[Start of Rows]

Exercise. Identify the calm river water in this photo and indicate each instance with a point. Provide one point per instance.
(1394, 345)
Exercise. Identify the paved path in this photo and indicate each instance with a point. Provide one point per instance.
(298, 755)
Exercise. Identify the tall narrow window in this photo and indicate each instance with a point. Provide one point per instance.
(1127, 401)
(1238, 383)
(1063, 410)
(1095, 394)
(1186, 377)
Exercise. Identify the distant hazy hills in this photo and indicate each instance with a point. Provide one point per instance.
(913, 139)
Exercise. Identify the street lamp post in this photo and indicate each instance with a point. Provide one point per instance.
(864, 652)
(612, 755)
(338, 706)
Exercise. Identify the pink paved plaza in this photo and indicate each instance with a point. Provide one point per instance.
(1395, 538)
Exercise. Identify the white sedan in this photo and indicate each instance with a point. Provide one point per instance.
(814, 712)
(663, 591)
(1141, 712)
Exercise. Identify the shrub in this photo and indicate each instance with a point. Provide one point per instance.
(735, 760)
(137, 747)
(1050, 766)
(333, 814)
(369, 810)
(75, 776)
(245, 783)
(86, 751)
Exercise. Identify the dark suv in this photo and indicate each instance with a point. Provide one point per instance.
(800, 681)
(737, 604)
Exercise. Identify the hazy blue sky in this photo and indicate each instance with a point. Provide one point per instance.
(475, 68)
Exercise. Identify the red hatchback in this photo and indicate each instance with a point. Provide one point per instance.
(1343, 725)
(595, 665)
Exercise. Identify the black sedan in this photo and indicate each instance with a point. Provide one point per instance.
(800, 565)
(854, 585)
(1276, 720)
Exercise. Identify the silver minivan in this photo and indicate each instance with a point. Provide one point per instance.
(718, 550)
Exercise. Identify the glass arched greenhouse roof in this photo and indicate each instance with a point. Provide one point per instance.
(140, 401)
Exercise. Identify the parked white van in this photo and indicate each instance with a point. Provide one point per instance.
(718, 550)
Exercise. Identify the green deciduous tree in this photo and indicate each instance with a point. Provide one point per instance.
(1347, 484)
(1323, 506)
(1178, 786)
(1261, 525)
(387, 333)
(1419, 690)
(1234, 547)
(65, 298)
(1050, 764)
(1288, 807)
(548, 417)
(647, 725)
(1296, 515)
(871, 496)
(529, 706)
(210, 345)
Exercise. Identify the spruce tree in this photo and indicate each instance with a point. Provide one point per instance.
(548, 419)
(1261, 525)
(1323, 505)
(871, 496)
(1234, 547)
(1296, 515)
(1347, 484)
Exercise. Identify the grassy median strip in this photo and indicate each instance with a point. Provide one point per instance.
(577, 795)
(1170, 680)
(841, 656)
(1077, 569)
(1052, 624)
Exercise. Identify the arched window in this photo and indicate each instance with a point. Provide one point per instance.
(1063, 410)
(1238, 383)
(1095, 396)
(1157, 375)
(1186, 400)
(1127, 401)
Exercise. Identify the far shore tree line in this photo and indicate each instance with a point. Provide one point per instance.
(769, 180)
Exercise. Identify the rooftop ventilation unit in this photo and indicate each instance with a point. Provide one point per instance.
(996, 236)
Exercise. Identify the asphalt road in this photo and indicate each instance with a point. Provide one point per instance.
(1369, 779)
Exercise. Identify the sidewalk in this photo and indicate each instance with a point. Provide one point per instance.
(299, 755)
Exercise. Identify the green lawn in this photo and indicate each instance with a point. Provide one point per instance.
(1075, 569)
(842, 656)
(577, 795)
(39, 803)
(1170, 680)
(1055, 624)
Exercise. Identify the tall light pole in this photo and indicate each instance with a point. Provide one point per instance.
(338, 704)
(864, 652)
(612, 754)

[End of Rows]

- _What to do_
Arrange all of the lines above as a JSON list of strings, one string per line, leaving out any blank lines.

- _Finished task_
[
  "Exercise. Identify the calm river water in this photo and indicate each instance with a point. Provide one point per instance.",
  "(1394, 345)",
  "Exercise. Identify the paved path in this photo and indicate each instance with a point. Provide one point per instance.",
  "(298, 755)",
  "Exercise. Identify the tall narrow window in this photo and indicate each instance with a point. Provide one point per instance.",
  "(1127, 401)",
  "(1238, 383)",
  "(1063, 410)",
  "(1095, 394)",
  "(1186, 377)",
  "Exercise. Identify the distant hazy hills in this photo and indicate each instance with a point. Provide one point per instance.",
  "(913, 139)",
  "Exercise. Identify the street lamp post in this photo and indicate each instance with a point. Provide one point per instance.",
  "(864, 652)",
  "(612, 755)",
  "(338, 706)",
  "Exercise. Identify the pink paved plaza in this photo and indicate each instance with a point. Provide one point per instance.",
  "(1395, 538)",
  "Exercise. Identify the white sedan in this photo and indicate each instance with a point. Provide one point per instance.",
  "(814, 712)",
  "(663, 591)",
  "(1141, 712)",
  "Exercise. Identify the shrub in this photo and indicate each instance with a point. Provide one point per instance.",
  "(735, 760)",
  "(137, 747)",
  "(1050, 766)",
  "(333, 814)",
  "(369, 810)",
  "(75, 776)",
  "(245, 783)",
  "(86, 751)",
  "Exercise. Identify the dark suv in this photo and indicate each instance with a point. Provide one point per instance.",
  "(800, 681)",
  "(737, 604)",
  "Exercise. Identify the hazy blue sky in this photo and indicate each instance with a point. Provide one point per instance.",
  "(475, 68)",
  "Exercise. Identify the red hatchback in this photo and indicate each instance with a point. Provide one point per instance.",
  "(1343, 725)",
  "(595, 665)",
  "Exercise. Identify the black sedan in this photo and indicate each instance with a point. Provide one point per instance.",
  "(800, 565)",
  "(854, 585)",
  "(1276, 720)",
  "Exercise. Identify the silver minivan in this photo and indicate each instance with a point. Provide one point per instance.",
  "(718, 550)",
  "Exercise. Identify the glass arched greenhouse roof in this photo and indicate each instance with a point. Provide one point per instance.",
  "(140, 401)",
  "Exercise. Identify the parked white van in this photo and indicate each instance with a point. Provide one point per instance.",
  "(718, 550)",
  "Exercise. Identify the green deciduous tree in this photo and indicate each instance with a point. Provide one point per instance.",
  "(1347, 484)",
  "(1323, 506)",
  "(1178, 786)",
  "(1261, 525)",
  "(387, 333)",
  "(1419, 690)",
  "(1234, 547)",
  "(65, 298)",
  "(1050, 764)",
  "(1288, 807)",
  "(548, 417)",
  "(647, 725)",
  "(1296, 515)",
  "(871, 496)",
  "(529, 706)",
  "(210, 345)",
  "Exercise. Identify the spruce tree in this photo and indicate each instance with a point. Provide one point per instance.",
  "(548, 419)",
  "(1261, 525)",
  "(1323, 505)",
  "(871, 496)",
  "(1234, 547)",
  "(1296, 515)",
  "(1347, 484)",
  "Exercise. Identify the grassy median strip in this photo and indicate each instance with a point. Provide one point per instance.",
  "(577, 795)",
  "(1170, 680)",
  "(841, 656)",
  "(1077, 569)",
  "(1052, 624)",
  "Exercise. Identify the arched window in this photo and indicate each instance with a point. Provide one point per instance.",
  "(1063, 410)",
  "(1238, 383)",
  "(1095, 396)",
  "(1157, 375)",
  "(1186, 400)",
  "(1127, 401)",
  "Exercise. Identify the far shore tree line in this photo and indicate each instance with a point. Provide one point per instance.",
  "(769, 180)",
  "Exercise. Identify the rooftop ventilation unit in this photo and indicate each instance with a point. Provide one point per instance.",
  "(996, 236)",
  "Exercise. Identify the asphalt road in this photo and indicate each instance with a point. Provide one point per instance.",
  "(1369, 779)",
  "Exercise. Identify the sidewalk in this photo and indicate each instance with a point. Provide one point per instance.",
  "(299, 755)",
  "Exercise. Identify the green lawn in this photo and indicate each instance with a point. Provide one point per instance.",
  "(1075, 569)",
  "(842, 656)",
  "(577, 795)",
  "(39, 803)",
  "(1170, 680)",
  "(1055, 624)",
  "Exercise. Identify the tall light pole in this photo and indicate each instance with a point. Provide one point per instance.",
  "(338, 704)",
  "(864, 652)",
  "(612, 754)"
]